◆ **Aim**
Write out the stretch from the start of the records through the line containing "[1134,340,1172,497]", with every line reproduced unchanged.

□ □ □

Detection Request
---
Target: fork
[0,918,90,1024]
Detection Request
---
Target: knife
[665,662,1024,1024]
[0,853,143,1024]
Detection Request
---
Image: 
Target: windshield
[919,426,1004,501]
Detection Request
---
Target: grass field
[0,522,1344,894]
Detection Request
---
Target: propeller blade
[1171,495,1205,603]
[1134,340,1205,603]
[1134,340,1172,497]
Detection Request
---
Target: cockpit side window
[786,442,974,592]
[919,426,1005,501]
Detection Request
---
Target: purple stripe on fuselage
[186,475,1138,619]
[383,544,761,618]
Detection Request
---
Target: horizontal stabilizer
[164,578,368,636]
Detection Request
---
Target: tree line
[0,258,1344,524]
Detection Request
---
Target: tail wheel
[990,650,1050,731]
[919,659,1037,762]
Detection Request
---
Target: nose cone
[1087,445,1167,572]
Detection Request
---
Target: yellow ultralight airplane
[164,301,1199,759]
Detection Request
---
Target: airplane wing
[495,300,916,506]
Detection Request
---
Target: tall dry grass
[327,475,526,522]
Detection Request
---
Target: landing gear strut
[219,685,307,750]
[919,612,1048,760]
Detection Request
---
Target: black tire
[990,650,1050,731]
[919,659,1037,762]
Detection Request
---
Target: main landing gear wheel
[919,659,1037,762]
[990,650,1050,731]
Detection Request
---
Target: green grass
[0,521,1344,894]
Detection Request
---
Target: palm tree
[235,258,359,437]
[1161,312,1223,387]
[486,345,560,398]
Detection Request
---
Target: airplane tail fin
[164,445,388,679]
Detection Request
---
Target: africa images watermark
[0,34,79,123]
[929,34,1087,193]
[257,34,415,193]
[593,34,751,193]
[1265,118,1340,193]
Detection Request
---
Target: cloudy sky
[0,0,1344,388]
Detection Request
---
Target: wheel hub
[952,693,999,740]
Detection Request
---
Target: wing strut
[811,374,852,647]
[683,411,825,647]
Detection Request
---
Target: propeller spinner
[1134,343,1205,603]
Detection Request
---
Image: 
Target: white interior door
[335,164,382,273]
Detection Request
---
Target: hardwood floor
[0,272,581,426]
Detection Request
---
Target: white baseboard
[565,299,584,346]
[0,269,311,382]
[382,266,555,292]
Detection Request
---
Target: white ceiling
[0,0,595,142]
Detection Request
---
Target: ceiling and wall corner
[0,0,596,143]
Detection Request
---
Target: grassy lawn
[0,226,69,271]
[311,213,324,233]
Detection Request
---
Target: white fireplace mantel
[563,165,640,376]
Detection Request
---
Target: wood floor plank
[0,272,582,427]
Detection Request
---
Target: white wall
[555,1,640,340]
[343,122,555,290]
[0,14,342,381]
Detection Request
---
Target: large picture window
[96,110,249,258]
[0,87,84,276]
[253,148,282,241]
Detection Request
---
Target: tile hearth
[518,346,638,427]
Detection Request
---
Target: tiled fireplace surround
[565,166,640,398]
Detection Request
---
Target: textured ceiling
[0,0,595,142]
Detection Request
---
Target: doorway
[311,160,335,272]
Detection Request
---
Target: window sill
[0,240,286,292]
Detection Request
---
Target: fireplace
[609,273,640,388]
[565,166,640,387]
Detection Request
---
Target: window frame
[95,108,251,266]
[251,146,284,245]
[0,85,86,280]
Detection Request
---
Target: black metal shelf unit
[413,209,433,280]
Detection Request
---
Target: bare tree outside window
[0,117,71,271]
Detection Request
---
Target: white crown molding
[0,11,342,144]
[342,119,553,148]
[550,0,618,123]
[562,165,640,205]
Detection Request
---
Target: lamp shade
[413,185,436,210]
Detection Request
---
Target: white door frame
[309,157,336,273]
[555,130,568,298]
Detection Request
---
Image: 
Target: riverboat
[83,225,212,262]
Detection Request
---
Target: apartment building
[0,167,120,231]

□ □ □

◆ **Reply to the exercise**
Detection Request
---
Target: fork
[0,918,90,1024]
Detection Request
---
Target: knife
[665,662,1024,1024]
[0,853,143,1024]
Detection Request
---
Image: 
Target: windshield
[919,426,1004,501]
Detection Request
---
Target: grass field
[0,522,1344,894]
Detection Request
---
Target: propeller blade
[1171,495,1205,603]
[1134,340,1205,603]
[1134,340,1172,497]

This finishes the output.